◆ **Page text**
- Opening Delimiter -
High and low volume core stabilization training in chronic low back pain: randomized crossover study

Alto e baixo volume do treino de estabilização do core na dor lombar crônica: ensaio randomizado cruzado

 

Poliana de Jesus Santos1, Marta Silva Santos1, Alan Bruno Silva Vasconcelos2, Marzo Edir Da Silva Grigoletto2

 

1Universidade Federal de Sergipe, Aracajú, SE, Brazil

2Departamento de Educação Física, Centro Universitário Ages, Paripiranga, BA, Brazil

 

 

Received: February 17,2022; Accepted: March 18, 2022.

Correspondence: Poliana de Jesus Santos, Department of physiology, Cidade Univ. Prof. José Aloísio de Campos Av. Marechal Rondon, s/n, Jd. Rosa Elze, São Cristóvão SE, Brazil

 

Poliana de Jesus Santos: polianasantos.28@hotmail.com  

Marta Silva Santos: martasilvaedf@gmail.com  

Alan Bruno Silva Vasconcelos: abs.vasconcelos@gmail.com  

Marzo Edir Da Silva Grigoletto: marzogrigoletto@gmail.com  

 

Resumo

Introdução: O treino de estabilização do core é indicado na literatura como opção eficaz na dor lombar crônica (DLC), no entanto, o volume adequado desse treinamento para induzir analgesia nessa população permanece desconhecido. Objetivo: Avaliar o efeito de uma sessão do treino de estabilização do core de alto e baixo volume na modulação endógena da dor em mulheres com DLC. Metodologia: Trata-se de um ensaio clínico, randomizado, cruzado e cego em relação ao avaliador. Dezoito voluntárias realizaram duas sessões do treinamento de estabilização do core: alto e baixo volume. Foi avaliado o limiar de dor por pressão (LDP), somação temporal (ST) e modulação condicionada da dor (MCD) antes a após a realização do treinamento. A ANOVA de medidas repetidas 2x2 foi realizada para comparar treino e tempo, o teste post hoc de Bonferroni para comparação em pares das interações (tempo e treinamento). Os dados foram expressos em média e desvio padrão e o nível de significância estabelecido em 5%. Resultados: O treino de estabilização do core de baixo volume apresentou aumento significativo do LDP em L5 (p < 0,05) e tibial anterior (p < 0,01). Já o treino de alto volume não apresentou aumento significativo no LDP. No entanto, nenhum dos protocolos investigados alteraram a ST e MCD em mulheres com DLC. Conclusão: O treino de estabilização do core de baixo volume produz analgesia local e hipoalgesia remota, no entanto, nenhum dos protocolos investigados foram capazes de reduzir a sensibilização central avaliada por meio da CPM e ST.

Palavras-chave: dor crônica; lombalgia; exercício físico; analgesia; mulheres.
- Closing Delimiter -
◆ **Required work**
Copy the passage from the core stabilization study page word for word, starting with "Poliana de Jesus Santos1, Marta" and going on through "March 18, 2022.".

◆ **Information shown**
- Opening Delimiter -
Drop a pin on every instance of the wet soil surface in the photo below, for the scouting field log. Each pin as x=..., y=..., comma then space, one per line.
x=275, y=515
- Closing Delimiter -
◆ **Expected output**
Poliana de Jesus Santos1, Marta Silva Santos1, Alan Bruno Silva Vasconcelos2, Marzo Edir Da Silva Grigoletto2

 

1Universidade Federal de Sergipe, Aracajú, SE, Brazil

2Departamento de Educação Física, Centro Universitário Ages, Paripiranga, BA, Brazil

 

 

Received: February 17,2022; Accepted: March 18, 2022.